Extracted text —
================

3. Breathe in deeply for a count of five, hold it for a count of one, and exhale for a count of five. Repeat this four times and then notice if the physical symptoms have changed at all.

4. Identify exactly what you are worried about (e.g., “I am afraid that I will look like an idiot and everyone will make fun of me”).

5. Draw a picture of your fear or stress. What color is it? How big is it? What shape does it have?

6. Put the picture on the other side of the room from you and look at it. Move it around. Turn it upside down. Does it feel different now that the fear is outside of you?

7. Do something with that picture. Can you fold it up and recycle it? Crumple it up and shoot baskets with it? Tear it into little pieces? Turn it into something else by adding to it?

8. Take a minute to reflect on your physical reaction now. How do you feel?

Lesson: Rewiring the Brain to Chill

Activity: Relaxation Strategies

Anxiety can become a habit that is difficult to break. Once we set a pattern of second-guessing ourselves, we often tend to stress out about future events as well, and that starts a vicious cycle where we are constantly looking out for potentially disastrous situations. If you ever find yourself lying awake or beginning to panic about something going on in your head, try one of these relaxation strategies:

1. “Fishing Net” brain—Try to see your brain as a big fishing net, the kind that they use to haul enormous fish into a charter boat. Is it tightly woven so that even tiny fish and small bits of seaweed get caught in the net? This is your brain when it is extremely anxious. Do your best to relax the net and allow the strands to pull farther apart so that the little things slip through. As you relax the net, let go of tension in your face and neck as well. Those small things that slip through decrease the weight on you as well.

2. Find a scrap of paper and a pen or pencil, and write down exactly what you’re thinking about. Determine if it is something in the past or something in the future. Then remember that you are here in the present, right now, and that is the only place you can be. Let your past or future worry drop. You can’t change the past, and you can’t predict the future.

================

Aim of the task —
Quote the part of the anxiety text between "3. Breathe in" and "changed at all.", inclusive.

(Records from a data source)
================

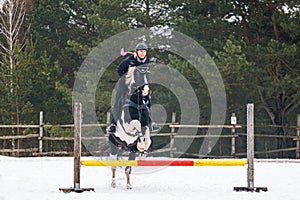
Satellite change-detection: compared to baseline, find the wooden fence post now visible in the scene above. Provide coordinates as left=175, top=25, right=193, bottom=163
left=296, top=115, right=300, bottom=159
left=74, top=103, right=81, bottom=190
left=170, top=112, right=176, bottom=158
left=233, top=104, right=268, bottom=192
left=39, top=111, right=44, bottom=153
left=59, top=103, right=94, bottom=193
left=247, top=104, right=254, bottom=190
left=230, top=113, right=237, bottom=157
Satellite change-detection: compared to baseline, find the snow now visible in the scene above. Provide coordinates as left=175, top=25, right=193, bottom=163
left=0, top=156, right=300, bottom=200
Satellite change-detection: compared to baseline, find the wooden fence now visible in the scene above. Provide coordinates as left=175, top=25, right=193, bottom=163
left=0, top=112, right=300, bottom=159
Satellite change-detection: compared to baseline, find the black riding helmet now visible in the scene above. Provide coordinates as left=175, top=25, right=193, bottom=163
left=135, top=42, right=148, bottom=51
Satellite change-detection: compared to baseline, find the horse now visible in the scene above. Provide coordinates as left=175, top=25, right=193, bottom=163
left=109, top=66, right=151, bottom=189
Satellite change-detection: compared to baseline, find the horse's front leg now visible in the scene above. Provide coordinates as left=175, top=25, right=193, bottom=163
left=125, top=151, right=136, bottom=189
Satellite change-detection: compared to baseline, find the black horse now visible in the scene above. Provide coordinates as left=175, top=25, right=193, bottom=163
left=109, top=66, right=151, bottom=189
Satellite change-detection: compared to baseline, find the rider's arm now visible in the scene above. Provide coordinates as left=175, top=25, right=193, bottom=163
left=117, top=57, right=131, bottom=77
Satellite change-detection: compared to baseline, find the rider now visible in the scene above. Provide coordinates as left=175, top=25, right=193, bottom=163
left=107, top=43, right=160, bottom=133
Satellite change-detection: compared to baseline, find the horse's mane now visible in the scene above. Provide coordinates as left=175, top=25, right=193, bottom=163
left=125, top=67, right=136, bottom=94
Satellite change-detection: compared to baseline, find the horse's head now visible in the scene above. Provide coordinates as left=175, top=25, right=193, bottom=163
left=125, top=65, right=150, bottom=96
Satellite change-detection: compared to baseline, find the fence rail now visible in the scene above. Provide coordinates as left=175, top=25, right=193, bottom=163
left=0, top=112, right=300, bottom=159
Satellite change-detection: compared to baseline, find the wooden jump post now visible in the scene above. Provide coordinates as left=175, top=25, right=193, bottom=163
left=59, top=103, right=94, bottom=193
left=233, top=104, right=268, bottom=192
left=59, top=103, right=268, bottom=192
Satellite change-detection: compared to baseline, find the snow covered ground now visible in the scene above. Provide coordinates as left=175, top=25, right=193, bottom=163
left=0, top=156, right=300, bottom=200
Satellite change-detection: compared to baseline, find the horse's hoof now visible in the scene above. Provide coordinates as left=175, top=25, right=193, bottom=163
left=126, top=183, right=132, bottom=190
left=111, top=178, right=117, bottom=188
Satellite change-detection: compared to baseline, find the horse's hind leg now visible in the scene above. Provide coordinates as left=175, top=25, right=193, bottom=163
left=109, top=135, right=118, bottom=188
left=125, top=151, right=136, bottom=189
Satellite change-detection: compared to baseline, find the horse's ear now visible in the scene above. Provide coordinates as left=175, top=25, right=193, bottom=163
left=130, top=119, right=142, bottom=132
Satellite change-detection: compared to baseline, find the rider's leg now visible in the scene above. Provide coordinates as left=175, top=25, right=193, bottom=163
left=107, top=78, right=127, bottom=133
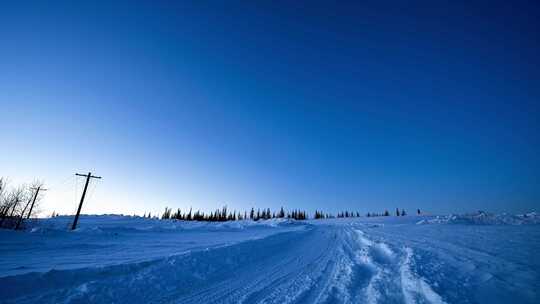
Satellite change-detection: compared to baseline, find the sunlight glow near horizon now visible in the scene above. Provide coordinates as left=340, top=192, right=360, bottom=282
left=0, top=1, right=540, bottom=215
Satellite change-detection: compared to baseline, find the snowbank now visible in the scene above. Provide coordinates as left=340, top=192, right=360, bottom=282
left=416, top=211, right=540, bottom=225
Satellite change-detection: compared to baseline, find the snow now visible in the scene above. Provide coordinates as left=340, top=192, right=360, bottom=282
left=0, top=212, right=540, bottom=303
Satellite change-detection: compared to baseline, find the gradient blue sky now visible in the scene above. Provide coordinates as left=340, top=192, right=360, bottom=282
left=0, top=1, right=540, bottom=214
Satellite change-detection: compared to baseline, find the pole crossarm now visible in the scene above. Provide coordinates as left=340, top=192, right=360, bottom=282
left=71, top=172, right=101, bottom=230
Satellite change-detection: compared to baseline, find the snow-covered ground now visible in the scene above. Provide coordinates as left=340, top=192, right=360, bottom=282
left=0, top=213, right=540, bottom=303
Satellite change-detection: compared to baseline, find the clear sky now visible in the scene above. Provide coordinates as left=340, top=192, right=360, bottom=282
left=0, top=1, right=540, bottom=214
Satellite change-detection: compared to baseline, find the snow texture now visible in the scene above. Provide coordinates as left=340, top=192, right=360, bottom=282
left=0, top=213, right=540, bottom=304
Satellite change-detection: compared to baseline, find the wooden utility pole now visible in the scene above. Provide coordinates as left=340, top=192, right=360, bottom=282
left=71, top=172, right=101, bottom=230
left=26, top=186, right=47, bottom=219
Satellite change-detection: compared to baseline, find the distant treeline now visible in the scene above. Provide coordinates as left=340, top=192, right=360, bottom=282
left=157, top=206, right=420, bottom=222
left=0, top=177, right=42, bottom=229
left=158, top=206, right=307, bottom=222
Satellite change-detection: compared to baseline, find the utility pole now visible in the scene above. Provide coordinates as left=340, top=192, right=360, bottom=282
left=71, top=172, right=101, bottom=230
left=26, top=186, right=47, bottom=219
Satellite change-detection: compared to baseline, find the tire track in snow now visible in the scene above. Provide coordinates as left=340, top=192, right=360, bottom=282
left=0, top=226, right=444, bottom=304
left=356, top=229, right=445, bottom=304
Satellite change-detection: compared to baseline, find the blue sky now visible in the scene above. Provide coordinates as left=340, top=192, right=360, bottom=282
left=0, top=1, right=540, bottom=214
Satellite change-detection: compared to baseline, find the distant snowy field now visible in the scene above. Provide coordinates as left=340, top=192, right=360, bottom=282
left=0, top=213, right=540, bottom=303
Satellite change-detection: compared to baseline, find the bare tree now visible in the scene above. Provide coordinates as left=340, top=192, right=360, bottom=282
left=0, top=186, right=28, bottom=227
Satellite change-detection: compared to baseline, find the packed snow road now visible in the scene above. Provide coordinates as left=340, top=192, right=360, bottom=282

================

Answer to this task —
3. Breathe in deeply for a count of five, hold it for a count of one, and exhale for a count of five. Repeat this four times and then notice if the physical symptoms have changed at all.